> _Aim of the exercise_:
Convert all the records below into a two-column CSV with the headers instruction and answer. Make one row per record, put each field in double quotes, replace line breaks with spaces, and leave out the pictures.

[START Items]

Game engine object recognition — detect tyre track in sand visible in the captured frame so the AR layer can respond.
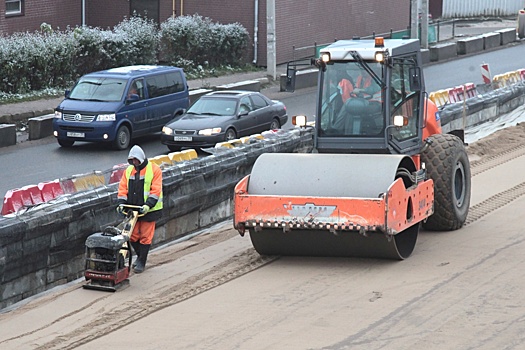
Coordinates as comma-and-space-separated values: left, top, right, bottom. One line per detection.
5, 126, 525, 349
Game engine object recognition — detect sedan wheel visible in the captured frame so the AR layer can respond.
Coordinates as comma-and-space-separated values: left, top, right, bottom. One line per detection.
57, 139, 75, 147
270, 119, 281, 130
224, 129, 237, 141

[END Items]

> _Reply_:
instruction,answer
"Game engine object recognition — detect tyre track in sand visible in the captured frame so the AR layer can respond. Coordinates as comma-and-space-separated values: left, top, right, bottom. One line per detection.","5, 126, 525, 349"
"Game engine object recognition — detect sedan wheel visible in the captured frame so the AR layer can respond. Coordinates as comma-and-space-separated values: left, top, right, bottom. One line per detection.","57, 139, 75, 147 270, 119, 281, 130 224, 129, 237, 141"